> _Task details_:
Omit the images, then output each of the records below exactly.
=-=-=
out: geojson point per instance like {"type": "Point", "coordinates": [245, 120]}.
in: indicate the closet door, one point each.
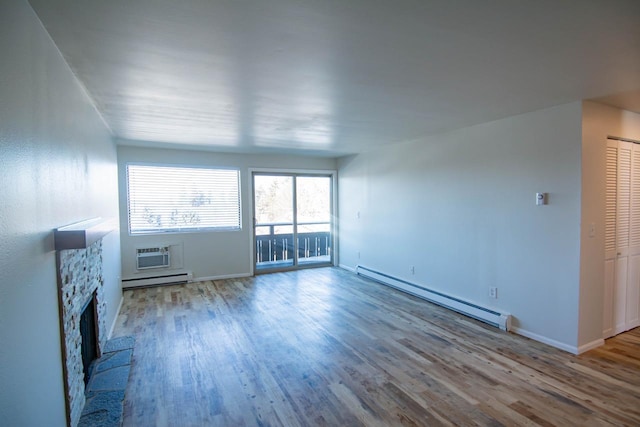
{"type": "Point", "coordinates": [622, 239]}
{"type": "Point", "coordinates": [610, 238]}
{"type": "Point", "coordinates": [623, 217]}
{"type": "Point", "coordinates": [632, 309]}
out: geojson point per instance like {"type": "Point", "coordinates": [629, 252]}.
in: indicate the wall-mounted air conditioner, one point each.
{"type": "Point", "coordinates": [156, 257]}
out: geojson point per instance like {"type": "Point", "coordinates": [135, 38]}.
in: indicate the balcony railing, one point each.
{"type": "Point", "coordinates": [274, 243]}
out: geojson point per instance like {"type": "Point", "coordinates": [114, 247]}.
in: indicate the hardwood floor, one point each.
{"type": "Point", "coordinates": [325, 347]}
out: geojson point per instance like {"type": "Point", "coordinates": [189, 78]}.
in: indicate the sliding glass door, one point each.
{"type": "Point", "coordinates": [292, 220]}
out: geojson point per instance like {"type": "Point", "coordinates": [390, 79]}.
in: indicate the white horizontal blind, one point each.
{"type": "Point", "coordinates": [171, 199]}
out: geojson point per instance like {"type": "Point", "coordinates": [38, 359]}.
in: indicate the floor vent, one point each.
{"type": "Point", "coordinates": [165, 279]}
{"type": "Point", "coordinates": [486, 315]}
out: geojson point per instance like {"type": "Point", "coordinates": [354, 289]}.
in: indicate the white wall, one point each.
{"type": "Point", "coordinates": [460, 207]}
{"type": "Point", "coordinates": [57, 166]}
{"type": "Point", "coordinates": [206, 254]}
{"type": "Point", "coordinates": [599, 122]}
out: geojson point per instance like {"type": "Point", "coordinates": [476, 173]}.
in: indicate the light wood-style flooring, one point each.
{"type": "Point", "coordinates": [325, 347]}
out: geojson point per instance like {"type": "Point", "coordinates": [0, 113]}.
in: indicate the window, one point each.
{"type": "Point", "coordinates": [174, 199]}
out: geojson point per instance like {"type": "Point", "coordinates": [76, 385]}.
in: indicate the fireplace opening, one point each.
{"type": "Point", "coordinates": [89, 337]}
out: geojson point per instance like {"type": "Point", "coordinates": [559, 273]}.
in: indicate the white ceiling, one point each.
{"type": "Point", "coordinates": [333, 77]}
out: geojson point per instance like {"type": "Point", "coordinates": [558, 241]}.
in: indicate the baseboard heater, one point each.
{"type": "Point", "coordinates": [164, 279]}
{"type": "Point", "coordinates": [492, 317]}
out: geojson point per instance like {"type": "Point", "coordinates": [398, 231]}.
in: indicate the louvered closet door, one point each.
{"type": "Point", "coordinates": [610, 238]}
{"type": "Point", "coordinates": [622, 238]}
{"type": "Point", "coordinates": [632, 309]}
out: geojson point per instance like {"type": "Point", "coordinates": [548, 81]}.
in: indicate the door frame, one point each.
{"type": "Point", "coordinates": [334, 212]}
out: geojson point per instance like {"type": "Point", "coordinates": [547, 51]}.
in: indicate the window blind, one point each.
{"type": "Point", "coordinates": [174, 199]}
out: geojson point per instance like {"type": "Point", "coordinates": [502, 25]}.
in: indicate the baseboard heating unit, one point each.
{"type": "Point", "coordinates": [492, 317]}
{"type": "Point", "coordinates": [164, 279]}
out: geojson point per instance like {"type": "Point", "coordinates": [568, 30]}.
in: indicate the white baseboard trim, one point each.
{"type": "Point", "coordinates": [590, 346]}
{"type": "Point", "coordinates": [221, 277]}
{"type": "Point", "coordinates": [545, 340]}
{"type": "Point", "coordinates": [346, 267]}
{"type": "Point", "coordinates": [115, 319]}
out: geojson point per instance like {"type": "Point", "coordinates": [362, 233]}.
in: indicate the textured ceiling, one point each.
{"type": "Point", "coordinates": [333, 77]}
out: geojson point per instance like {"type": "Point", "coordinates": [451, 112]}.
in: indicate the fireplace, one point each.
{"type": "Point", "coordinates": [88, 336]}
{"type": "Point", "coordinates": [82, 320]}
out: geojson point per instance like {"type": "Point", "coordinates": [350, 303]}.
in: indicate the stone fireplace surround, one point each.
{"type": "Point", "coordinates": [79, 280]}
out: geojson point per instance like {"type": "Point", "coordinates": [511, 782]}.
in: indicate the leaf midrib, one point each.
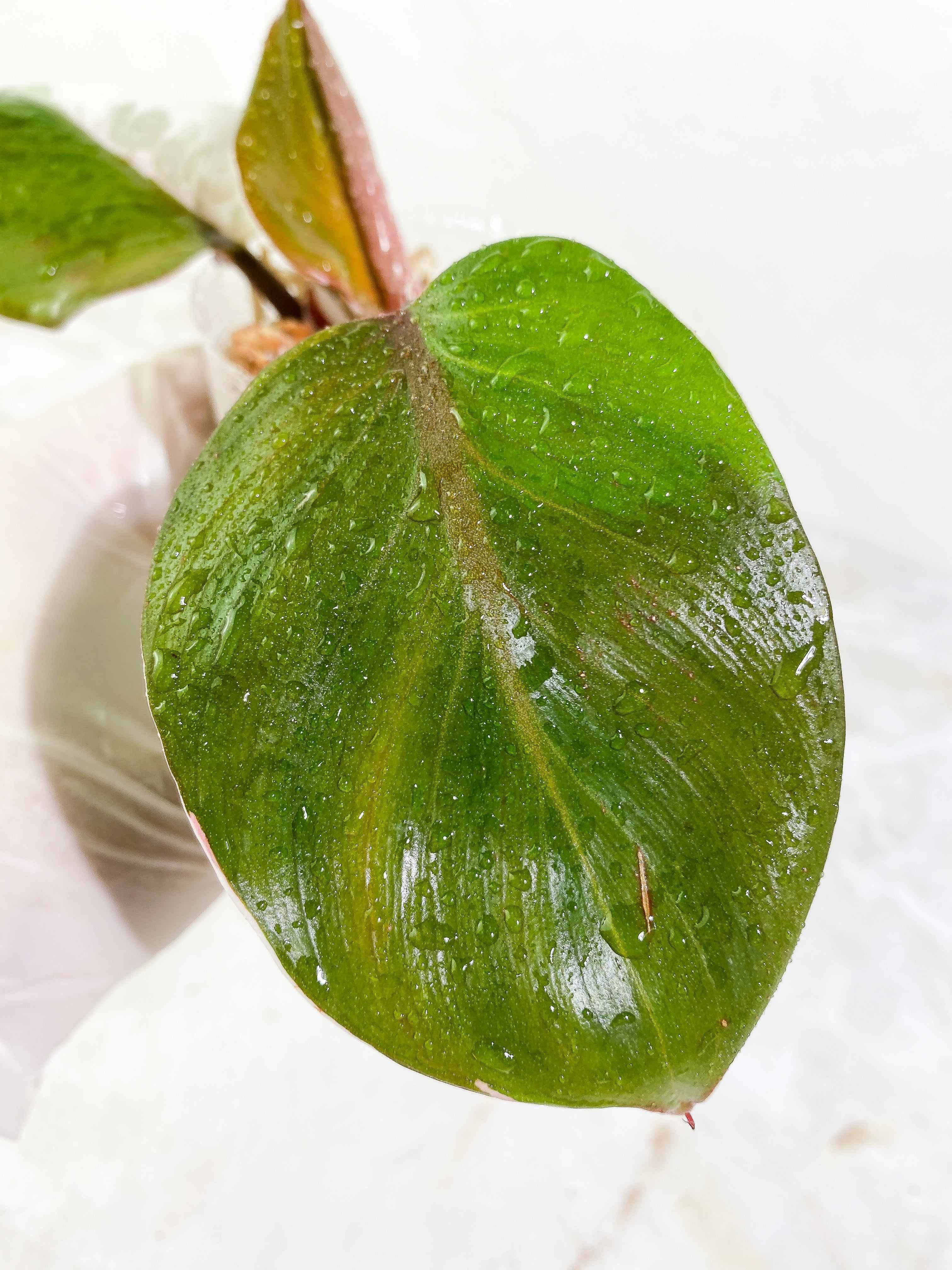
{"type": "Point", "coordinates": [441, 446]}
=-=-=
> _Exercise output_:
out: geojson point per instance like {"type": "Point", "coordinates": [245, 120]}.
in: indicate the closet door, one point each.
{"type": "Point", "coordinates": [622, 239]}
{"type": "Point", "coordinates": [610, 238]}
{"type": "Point", "coordinates": [623, 217]}
{"type": "Point", "coordinates": [632, 309]}
out: geojson point per instance like {"type": "Point", "coordinates": [629, 252]}.
in: indicate the wall-mounted air conditioner, one point each.
{"type": "Point", "coordinates": [156, 257]}
out: geojson point per instance like {"type": "Point", "coordinates": [135, 38]}.
in: indicate the balcony railing, one point each.
{"type": "Point", "coordinates": [274, 243]}
out: geojson point per instance like {"type": "Point", "coordinates": [114, 247]}.
in: indicate the hardwood floor, one point each.
{"type": "Point", "coordinates": [325, 347]}
out: geojson point per instance like {"type": "Point", "coordinates": [189, 78]}.
in: indicate the sliding glass door, one point each.
{"type": "Point", "coordinates": [292, 220]}
out: geojson point per instance like {"type": "Point", "coordinates": [390, 79]}.
in: indicate the white horizontal blind, one point each.
{"type": "Point", "coordinates": [171, 199]}
out: geojson point per instance like {"type": "Point", "coordinates": [38, 359]}.
in: indicate the floor vent, one point each.
{"type": "Point", "coordinates": [165, 279]}
{"type": "Point", "coordinates": [486, 315]}
out: geojson point per instance like {"type": "Point", "coordinates": [354, 289]}.
in: indicate the white wall, one point each.
{"type": "Point", "coordinates": [460, 207]}
{"type": "Point", "coordinates": [57, 166]}
{"type": "Point", "coordinates": [206, 254]}
{"type": "Point", "coordinates": [599, 122]}
out: geojson point per instance like {"type": "Point", "coordinates": [476, 173]}.
in: indicate the light wood-style flooring, one point each.
{"type": "Point", "coordinates": [325, 347]}
out: geojson point per instance like {"type": "Point", "coordinates": [0, 113]}.
in: indicate the window, one point each.
{"type": "Point", "coordinates": [174, 199]}
out: geojson point per instance like {"type": "Point", "coordinates": [76, 385]}.
in: indicate the fireplace opening, one point each.
{"type": "Point", "coordinates": [89, 337]}
out: geojson point per instance like {"type": "Point", "coordinates": [559, 273]}.
in: indicate the white ceiling, one point each.
{"type": "Point", "coordinates": [333, 77]}
out: geojson point per instance like {"type": "Point", "coordinates": [558, 241]}.
in: indicate the baseboard heater, one point each.
{"type": "Point", "coordinates": [164, 279]}
{"type": "Point", "coordinates": [492, 317]}
out: geojson point per instance like {"type": "Point", "coordinates": [398, 231]}.
in: indicate the louvered closet door, one point each.
{"type": "Point", "coordinates": [610, 238]}
{"type": "Point", "coordinates": [622, 238]}
{"type": "Point", "coordinates": [632, 309]}
out: geojson point per instance like {"type": "Point", "coordinates": [548, 81]}.
in: indicate the door frame, one point each.
{"type": "Point", "coordinates": [334, 212]}
out: geojson point per instance like {"type": "Point", "coordinates": [547, 51]}.
in: indicate the window blind, one point each.
{"type": "Point", "coordinates": [174, 199]}
out: geojson point per instance like {"type": "Point", "coordinates": [502, 25]}.
in: indicate the baseboard heating unit, one point each.
{"type": "Point", "coordinates": [492, 317]}
{"type": "Point", "coordinates": [164, 279]}
out: geojson point per instance like {"type": "Point", "coordinates": [568, 30]}.
in: indicate the white baseboard trim, one point each.
{"type": "Point", "coordinates": [590, 346]}
{"type": "Point", "coordinates": [221, 277]}
{"type": "Point", "coordinates": [545, 340]}
{"type": "Point", "coordinates": [346, 267]}
{"type": "Point", "coordinates": [115, 319]}
out: geojson point per instance like {"type": "Point", "coordinates": [362, 233]}.
in: indicate the textured ceiling, one point each.
{"type": "Point", "coordinates": [333, 77]}
out: geojson point per instance like {"type": "Point", "coordinates": [451, 112]}.
in: indicate the fireplace, one point each.
{"type": "Point", "coordinates": [88, 336]}
{"type": "Point", "coordinates": [82, 320]}
out: geojson point per instance like {"type": "Point", "coordinates": [350, 303]}.
in: indicate the stone fireplace surround, one point each.
{"type": "Point", "coordinates": [79, 280]}
out: geojson point per instance like {"type": "Point", "coordinates": [511, 782]}.
in: indicate the leaf midrib, one point each.
{"type": "Point", "coordinates": [441, 446]}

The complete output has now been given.